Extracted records
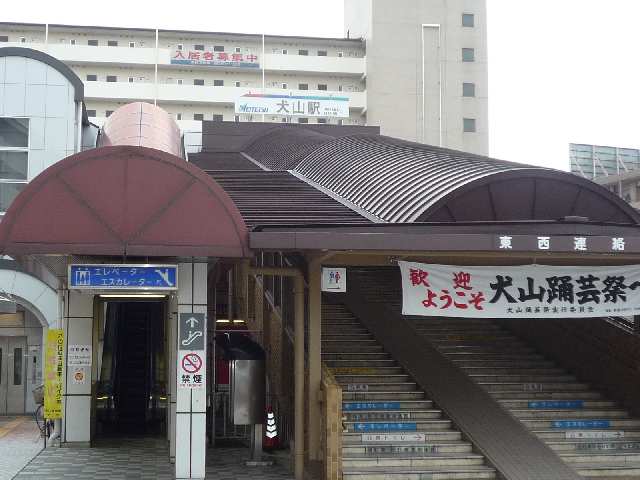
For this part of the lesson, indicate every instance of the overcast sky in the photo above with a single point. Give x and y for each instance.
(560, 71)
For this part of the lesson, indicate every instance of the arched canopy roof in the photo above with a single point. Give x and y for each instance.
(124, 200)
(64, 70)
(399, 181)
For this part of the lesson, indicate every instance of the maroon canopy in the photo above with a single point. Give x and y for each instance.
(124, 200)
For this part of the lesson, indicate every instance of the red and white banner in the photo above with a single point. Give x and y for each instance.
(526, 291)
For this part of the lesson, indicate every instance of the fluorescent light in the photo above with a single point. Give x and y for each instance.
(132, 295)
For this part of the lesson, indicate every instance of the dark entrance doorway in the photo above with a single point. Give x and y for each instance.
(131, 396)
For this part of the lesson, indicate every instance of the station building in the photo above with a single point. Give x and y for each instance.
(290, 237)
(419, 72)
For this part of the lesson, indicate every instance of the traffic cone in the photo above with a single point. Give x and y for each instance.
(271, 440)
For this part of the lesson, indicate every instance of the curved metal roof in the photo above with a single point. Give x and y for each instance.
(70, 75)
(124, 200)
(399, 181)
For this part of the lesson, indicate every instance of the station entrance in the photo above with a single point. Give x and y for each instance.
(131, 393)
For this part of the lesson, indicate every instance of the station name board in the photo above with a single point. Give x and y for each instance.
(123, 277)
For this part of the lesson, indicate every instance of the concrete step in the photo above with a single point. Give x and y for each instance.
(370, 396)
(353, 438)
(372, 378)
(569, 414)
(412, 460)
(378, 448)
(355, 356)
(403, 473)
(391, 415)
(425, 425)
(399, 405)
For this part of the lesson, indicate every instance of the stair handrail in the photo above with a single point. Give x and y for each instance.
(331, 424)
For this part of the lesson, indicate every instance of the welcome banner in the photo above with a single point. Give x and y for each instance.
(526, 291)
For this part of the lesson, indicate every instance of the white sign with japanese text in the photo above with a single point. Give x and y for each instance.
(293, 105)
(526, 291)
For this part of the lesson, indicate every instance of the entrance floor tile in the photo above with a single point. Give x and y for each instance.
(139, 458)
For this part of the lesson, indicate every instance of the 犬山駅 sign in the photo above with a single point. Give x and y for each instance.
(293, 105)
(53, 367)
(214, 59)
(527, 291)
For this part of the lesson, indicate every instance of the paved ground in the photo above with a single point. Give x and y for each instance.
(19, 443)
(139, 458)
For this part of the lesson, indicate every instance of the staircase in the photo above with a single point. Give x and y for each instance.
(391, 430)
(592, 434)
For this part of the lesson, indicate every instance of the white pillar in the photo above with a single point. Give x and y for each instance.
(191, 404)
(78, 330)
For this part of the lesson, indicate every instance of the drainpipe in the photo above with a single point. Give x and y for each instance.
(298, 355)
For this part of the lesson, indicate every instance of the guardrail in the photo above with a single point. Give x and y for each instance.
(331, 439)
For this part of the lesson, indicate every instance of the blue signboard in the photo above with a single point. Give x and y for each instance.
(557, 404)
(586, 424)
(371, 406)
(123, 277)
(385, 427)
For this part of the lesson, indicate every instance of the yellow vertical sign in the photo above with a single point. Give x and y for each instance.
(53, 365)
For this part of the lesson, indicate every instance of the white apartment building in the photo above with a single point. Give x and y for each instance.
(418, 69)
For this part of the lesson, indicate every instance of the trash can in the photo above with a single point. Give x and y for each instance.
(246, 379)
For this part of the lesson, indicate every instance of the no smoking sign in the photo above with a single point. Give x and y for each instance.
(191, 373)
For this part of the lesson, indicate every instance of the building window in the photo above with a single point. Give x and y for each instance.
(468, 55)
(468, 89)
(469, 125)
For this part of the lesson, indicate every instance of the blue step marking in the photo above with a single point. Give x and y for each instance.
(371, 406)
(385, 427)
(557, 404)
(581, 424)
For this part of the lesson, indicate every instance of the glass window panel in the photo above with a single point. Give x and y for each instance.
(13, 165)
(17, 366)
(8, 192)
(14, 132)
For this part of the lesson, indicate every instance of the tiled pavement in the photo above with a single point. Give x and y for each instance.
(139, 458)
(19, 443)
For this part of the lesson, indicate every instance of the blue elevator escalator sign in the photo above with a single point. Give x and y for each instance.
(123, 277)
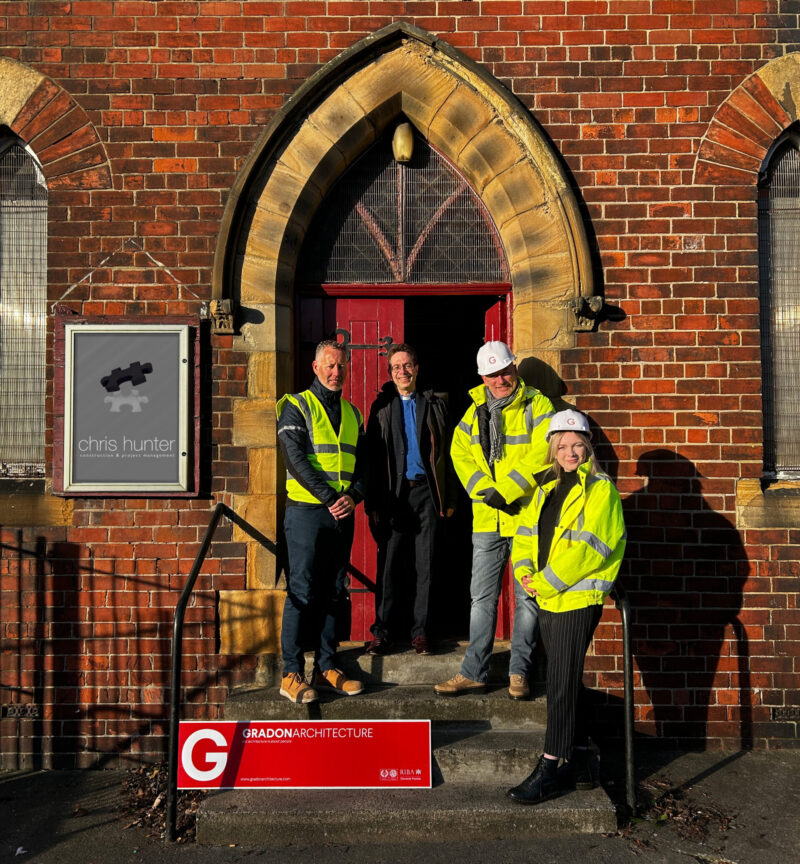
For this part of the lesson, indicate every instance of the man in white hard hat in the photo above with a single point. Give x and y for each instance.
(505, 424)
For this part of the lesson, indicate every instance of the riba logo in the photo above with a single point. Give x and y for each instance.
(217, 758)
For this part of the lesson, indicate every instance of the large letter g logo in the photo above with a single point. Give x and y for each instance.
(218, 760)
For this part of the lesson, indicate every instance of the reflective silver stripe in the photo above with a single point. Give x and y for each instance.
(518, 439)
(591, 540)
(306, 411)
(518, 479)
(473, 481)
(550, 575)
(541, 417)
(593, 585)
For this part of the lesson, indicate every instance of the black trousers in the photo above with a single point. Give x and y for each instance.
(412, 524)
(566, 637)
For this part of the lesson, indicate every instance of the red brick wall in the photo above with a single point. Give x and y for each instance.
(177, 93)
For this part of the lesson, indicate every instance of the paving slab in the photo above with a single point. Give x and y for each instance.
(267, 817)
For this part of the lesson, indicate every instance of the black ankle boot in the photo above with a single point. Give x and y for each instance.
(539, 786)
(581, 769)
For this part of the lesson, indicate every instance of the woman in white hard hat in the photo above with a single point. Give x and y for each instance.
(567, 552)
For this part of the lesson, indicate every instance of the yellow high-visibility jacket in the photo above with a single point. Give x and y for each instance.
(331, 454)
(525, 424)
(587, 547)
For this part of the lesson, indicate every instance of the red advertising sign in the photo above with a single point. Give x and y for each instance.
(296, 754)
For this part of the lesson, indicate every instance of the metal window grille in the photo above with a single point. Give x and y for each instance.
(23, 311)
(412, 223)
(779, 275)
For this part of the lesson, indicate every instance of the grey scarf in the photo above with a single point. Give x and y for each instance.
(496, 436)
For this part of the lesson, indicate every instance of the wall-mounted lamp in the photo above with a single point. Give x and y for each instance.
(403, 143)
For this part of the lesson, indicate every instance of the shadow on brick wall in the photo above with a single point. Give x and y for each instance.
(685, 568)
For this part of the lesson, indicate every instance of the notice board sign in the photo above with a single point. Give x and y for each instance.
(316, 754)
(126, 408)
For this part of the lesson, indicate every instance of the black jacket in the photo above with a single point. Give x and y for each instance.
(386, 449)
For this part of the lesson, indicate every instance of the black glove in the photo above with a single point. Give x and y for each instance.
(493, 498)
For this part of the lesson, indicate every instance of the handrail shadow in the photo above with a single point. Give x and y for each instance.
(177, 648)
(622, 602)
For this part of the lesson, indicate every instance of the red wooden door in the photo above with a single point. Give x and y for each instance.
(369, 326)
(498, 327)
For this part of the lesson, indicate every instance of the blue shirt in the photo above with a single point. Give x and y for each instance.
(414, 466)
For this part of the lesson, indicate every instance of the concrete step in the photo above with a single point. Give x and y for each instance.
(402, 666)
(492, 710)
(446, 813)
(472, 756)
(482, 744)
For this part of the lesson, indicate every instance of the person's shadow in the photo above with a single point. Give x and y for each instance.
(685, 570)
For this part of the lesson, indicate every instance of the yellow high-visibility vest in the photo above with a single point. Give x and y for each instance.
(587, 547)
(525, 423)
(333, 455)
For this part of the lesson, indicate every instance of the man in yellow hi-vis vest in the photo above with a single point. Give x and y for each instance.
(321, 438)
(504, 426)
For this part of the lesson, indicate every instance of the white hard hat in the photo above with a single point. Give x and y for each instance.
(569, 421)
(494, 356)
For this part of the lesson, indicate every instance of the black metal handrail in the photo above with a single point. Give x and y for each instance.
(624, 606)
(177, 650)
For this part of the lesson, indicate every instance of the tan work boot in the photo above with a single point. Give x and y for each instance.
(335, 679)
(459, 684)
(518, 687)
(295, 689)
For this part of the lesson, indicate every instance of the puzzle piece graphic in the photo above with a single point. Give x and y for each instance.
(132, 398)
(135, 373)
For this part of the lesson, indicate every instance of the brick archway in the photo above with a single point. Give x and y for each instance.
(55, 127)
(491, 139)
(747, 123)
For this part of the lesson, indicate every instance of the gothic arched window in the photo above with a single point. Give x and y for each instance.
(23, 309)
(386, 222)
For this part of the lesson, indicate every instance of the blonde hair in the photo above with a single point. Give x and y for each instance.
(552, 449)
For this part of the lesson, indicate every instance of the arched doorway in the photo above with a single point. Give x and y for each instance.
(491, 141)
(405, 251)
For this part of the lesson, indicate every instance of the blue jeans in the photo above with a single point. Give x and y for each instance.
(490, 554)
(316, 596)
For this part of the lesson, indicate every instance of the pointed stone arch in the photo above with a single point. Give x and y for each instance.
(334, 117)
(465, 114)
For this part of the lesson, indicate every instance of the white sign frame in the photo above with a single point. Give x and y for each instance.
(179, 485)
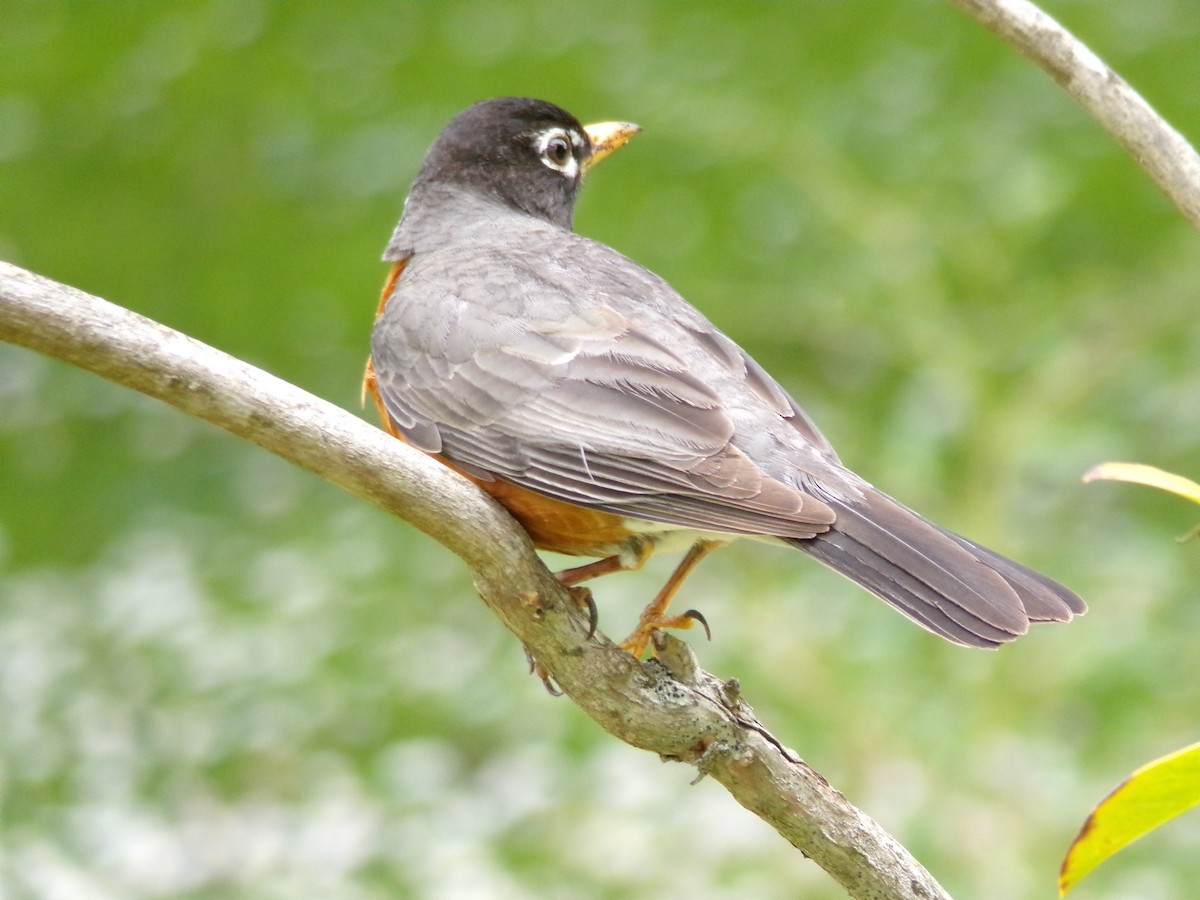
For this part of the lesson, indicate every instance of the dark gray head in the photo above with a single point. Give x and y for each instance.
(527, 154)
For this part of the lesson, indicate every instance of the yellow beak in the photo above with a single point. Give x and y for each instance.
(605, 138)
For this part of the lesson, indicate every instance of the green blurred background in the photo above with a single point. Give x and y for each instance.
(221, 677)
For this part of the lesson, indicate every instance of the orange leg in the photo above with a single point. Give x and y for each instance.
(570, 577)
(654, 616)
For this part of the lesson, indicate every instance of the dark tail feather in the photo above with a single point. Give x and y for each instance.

| Objective |
Starting from the line containing "the yellow beak", repeat each line through the end of the entries, exactly.

| Answer |
For this part of the lesson, indicate every instance of the yellow beak in the photo above with a single point. Give x and y for each instance.
(605, 138)
For this part of the lesson, indicate every instance of the green blurred background in the photo above with a single point. Give x and y for each instance.
(221, 677)
For this part of the lesson, indicate every instance of the orange leg in the photo above with a single point. Give x and y for each instance.
(570, 577)
(654, 616)
For this part of the lesson, indicate every instance of the dark tail feather in the photo above with a single point. Give x and y for each instance.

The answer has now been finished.